BEGIN Article

It is not hard to see that $\sqrt{d} := (\sqrt{d_i})$ is an eigenvector associated with eigenvalue $1$. By Perron-Frobenius theory, it seems that $1$ is the Perron root (since its eigenvector has strictly positive entries), from which it follows that the spectral radius of $L$ is $1$, that is, for any eigenvalue $\lambda$ of $L$, we have $|\lambda| \le 1$.

The question is:

  • For what graphs, $L$ will have an eigenvalue $-1$?

    It seems to me that this question is related to graph-colorings. If we can color the nodes of the graph with $\{+,-\}$, so that adjacent nodes have different colors, then $(\pm\sqrt{d_i})$ is an eigenvector with eigenvalue $-1$. Since $2$-colorable graphs are exactly the bipartite graphs, it seems that a sufficient condition is being bipartite. But is this necessary?

END Article
BEGIN Data lines

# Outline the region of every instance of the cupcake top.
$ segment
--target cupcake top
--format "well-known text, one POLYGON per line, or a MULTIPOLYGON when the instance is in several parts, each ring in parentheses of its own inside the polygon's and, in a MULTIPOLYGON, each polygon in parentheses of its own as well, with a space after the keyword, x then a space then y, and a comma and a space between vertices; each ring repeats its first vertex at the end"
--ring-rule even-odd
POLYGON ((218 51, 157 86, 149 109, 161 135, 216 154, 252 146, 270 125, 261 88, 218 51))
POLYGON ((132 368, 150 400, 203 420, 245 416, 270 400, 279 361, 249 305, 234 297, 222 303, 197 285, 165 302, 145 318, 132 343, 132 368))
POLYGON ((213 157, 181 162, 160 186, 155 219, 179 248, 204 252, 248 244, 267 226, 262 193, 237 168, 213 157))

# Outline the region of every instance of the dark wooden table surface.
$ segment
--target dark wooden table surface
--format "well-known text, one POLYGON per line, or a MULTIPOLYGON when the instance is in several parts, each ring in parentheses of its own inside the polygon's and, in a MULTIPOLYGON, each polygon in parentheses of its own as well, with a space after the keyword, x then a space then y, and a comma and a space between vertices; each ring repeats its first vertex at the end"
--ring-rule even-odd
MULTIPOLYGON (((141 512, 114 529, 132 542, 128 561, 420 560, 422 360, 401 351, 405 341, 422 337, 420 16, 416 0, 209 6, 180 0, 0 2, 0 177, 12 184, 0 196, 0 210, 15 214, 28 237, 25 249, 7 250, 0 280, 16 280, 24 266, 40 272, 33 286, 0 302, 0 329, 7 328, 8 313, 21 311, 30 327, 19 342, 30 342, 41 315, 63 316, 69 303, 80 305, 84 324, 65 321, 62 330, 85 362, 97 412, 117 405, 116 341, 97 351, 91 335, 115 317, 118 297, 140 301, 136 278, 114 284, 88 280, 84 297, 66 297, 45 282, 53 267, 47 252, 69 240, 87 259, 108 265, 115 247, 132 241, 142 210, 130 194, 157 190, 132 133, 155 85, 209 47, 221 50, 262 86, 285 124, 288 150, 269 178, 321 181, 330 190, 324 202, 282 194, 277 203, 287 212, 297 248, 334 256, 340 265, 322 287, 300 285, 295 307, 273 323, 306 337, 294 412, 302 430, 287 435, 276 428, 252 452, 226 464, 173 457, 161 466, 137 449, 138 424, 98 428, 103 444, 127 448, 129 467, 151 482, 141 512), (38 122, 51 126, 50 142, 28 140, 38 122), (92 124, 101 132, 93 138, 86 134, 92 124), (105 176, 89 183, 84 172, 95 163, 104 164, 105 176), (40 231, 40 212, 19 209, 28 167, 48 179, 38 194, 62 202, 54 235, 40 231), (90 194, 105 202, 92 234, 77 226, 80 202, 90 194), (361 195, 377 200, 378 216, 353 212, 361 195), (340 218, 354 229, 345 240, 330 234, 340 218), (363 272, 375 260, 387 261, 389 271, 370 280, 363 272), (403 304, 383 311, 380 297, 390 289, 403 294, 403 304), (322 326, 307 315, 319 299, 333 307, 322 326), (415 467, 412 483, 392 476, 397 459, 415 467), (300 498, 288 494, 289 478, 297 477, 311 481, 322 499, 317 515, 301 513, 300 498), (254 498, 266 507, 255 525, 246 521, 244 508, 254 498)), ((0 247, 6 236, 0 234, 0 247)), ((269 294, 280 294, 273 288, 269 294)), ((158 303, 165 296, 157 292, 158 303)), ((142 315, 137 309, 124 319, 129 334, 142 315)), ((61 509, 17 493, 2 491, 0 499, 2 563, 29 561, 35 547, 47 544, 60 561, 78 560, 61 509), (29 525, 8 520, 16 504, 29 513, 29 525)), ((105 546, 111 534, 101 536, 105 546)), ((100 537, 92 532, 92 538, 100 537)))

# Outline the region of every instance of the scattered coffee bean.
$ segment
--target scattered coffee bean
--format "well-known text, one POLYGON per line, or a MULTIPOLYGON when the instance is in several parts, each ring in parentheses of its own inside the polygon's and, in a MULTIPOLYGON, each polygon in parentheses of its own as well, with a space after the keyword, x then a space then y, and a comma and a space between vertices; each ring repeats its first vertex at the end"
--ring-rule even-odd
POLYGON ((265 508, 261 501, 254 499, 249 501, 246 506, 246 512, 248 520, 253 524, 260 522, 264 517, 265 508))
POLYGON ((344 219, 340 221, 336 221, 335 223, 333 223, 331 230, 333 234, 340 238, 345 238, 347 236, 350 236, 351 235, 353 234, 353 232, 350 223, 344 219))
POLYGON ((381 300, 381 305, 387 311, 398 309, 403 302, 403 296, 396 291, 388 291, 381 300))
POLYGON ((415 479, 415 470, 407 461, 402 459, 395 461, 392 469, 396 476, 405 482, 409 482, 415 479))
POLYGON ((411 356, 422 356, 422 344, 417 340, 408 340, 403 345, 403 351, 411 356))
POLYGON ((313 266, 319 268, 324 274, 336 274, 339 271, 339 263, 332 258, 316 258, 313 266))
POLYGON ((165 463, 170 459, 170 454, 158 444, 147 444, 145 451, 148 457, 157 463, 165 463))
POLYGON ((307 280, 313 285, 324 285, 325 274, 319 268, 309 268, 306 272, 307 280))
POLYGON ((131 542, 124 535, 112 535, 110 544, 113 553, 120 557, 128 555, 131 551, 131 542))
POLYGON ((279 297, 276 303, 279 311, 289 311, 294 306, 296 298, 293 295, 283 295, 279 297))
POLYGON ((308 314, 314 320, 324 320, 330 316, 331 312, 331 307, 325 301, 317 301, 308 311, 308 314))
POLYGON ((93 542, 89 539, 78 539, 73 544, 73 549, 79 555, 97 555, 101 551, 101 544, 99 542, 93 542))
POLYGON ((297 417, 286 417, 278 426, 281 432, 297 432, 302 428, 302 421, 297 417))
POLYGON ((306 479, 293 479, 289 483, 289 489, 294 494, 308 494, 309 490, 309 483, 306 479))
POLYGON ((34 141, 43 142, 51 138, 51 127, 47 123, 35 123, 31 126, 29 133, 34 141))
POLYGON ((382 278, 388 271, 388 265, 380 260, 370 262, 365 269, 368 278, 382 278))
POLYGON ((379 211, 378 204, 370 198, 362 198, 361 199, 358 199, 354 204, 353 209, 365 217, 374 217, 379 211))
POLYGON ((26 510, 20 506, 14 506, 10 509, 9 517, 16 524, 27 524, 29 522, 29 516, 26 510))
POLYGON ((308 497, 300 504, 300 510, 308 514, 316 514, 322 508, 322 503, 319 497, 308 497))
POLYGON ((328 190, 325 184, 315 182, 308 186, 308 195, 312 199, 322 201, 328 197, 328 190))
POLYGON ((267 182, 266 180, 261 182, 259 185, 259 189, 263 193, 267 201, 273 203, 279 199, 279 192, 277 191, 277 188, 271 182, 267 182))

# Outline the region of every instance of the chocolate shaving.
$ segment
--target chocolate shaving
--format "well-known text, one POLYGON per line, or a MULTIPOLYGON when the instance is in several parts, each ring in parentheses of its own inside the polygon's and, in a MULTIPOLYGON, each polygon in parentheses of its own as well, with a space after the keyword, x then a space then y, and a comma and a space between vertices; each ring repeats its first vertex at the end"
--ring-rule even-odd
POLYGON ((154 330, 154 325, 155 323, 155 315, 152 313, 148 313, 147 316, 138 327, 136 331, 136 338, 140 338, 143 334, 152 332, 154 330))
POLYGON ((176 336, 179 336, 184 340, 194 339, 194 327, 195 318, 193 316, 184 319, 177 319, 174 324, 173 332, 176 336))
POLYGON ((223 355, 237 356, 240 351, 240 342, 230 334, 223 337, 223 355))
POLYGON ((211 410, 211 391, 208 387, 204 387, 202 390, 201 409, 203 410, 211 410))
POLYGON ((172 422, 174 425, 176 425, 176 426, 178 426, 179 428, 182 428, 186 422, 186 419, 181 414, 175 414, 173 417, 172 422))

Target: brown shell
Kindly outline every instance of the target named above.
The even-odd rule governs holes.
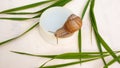
[[[65,28],[60,28],[55,32],[55,36],[57,38],[66,38],[71,36],[73,33],[68,32],[67,30],[65,30]]]
[[[80,17],[72,14],[68,17],[67,21],[65,22],[64,26],[58,29],[55,32],[55,36],[57,38],[65,38],[73,35],[73,33],[79,30],[82,26],[82,20]]]
[[[66,30],[71,33],[79,30],[81,26],[82,26],[82,20],[80,19],[80,17],[76,16],[75,14],[72,14],[64,25]]]

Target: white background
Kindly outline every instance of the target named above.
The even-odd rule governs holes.
[[[39,2],[42,0],[0,0],[0,11],[10,9],[17,6],[22,6],[30,3]],[[81,16],[83,7],[87,0],[73,0],[65,7],[71,9],[75,14]],[[44,5],[46,6],[46,5]],[[109,44],[113,50],[120,50],[120,0],[96,0],[95,15],[99,32],[104,40]],[[41,7],[29,9],[25,11],[37,11]],[[89,11],[89,10],[88,10]],[[87,11],[82,26],[82,51],[98,51],[92,33],[91,41],[91,25],[89,21],[89,12]],[[15,15],[1,14],[0,17],[15,17]],[[25,15],[21,17],[31,17],[32,15]],[[20,17],[20,16],[16,16]],[[27,21],[10,21],[0,20],[0,41],[15,37],[24,32],[28,27],[32,26],[38,19]],[[33,54],[61,54],[66,52],[78,52],[77,32],[67,40],[65,45],[51,45],[46,43],[39,34],[39,26],[32,31],[16,39],[12,42],[0,46],[0,68],[36,68],[42,63],[49,60],[46,58],[38,58],[31,56],[24,56],[10,51],[22,51]],[[92,42],[92,43],[91,43]],[[112,58],[106,58],[110,61]],[[54,60],[47,65],[60,64],[65,62],[72,62],[76,60]],[[102,68],[104,65],[101,60],[87,62],[81,65],[72,65],[63,68]],[[116,62],[110,68],[119,68]]]

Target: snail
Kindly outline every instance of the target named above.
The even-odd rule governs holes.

END Data lines

### Given task 1
Print the post on graph eigenvalues from "It is not hard" to "an eigenvalue $-1$?".
### Given task 2
Turn the paragraph of the post on graph eigenvalues that begins "It seems to me that this question" into a short list that keeps its main facts.
### Given task 3
Pick up the post on graph eigenvalues after its last sentence and continue it.

### Task output 1
It is not hard to see that $\sqrt{d} := (\sqrt{d_i})$ is an eigenvector associated with eigenvalue $1$. By Perron-Frobenius theory, it seems that $1$ is the Perron root (since its eigenvector has strictly positive entries), from which it follows that the spectral radius of $L$ is $1$, that is, for any eigenvalue $\lambda$ of $L$, we have $|\lambda| \le 1$.

The question is:

  • For what graphs, $L$ will have an eigenvalue $-1$?

### Task output 2
- The question seems related to graph colorings.
- If the nodes can be colored with $\{+,-\}$ so that adjacent nodes get different colors, then $(\pm\sqrt{d_i})$ is an eigenvector with eigenvalue $-1$.
- The $2$-colorable graphs are exactly the bipartite graphs, so being bipartite appears to be a sufficient condition.
- It remains open whether this condition is also necessary.

### Task output 3
EDIT: Please note that the Laplacian I defined above is a bit nonstandard. I am talking about the eigenvalues of $L$, whatever name you want to attach to it. (This version is actually quite standard among the people that use the Laplacian for spectral clustering.) If you think a Laplacian should be defined as $\widetilde{L} = I - D^{-1/2}A D^{-1/2}$, then please read my question as, "When does the Laplacian $\widetilde{L}$ has eigenvalue $2$"?

EDIT2: The conjecture is not true as I wrote if the graph is disconnected, since it could have a connected component that is bipartite, and many that are not. The bipartite component will contribute a $-1$ eigenvalue. So, let us add the assumption that the graph is connected.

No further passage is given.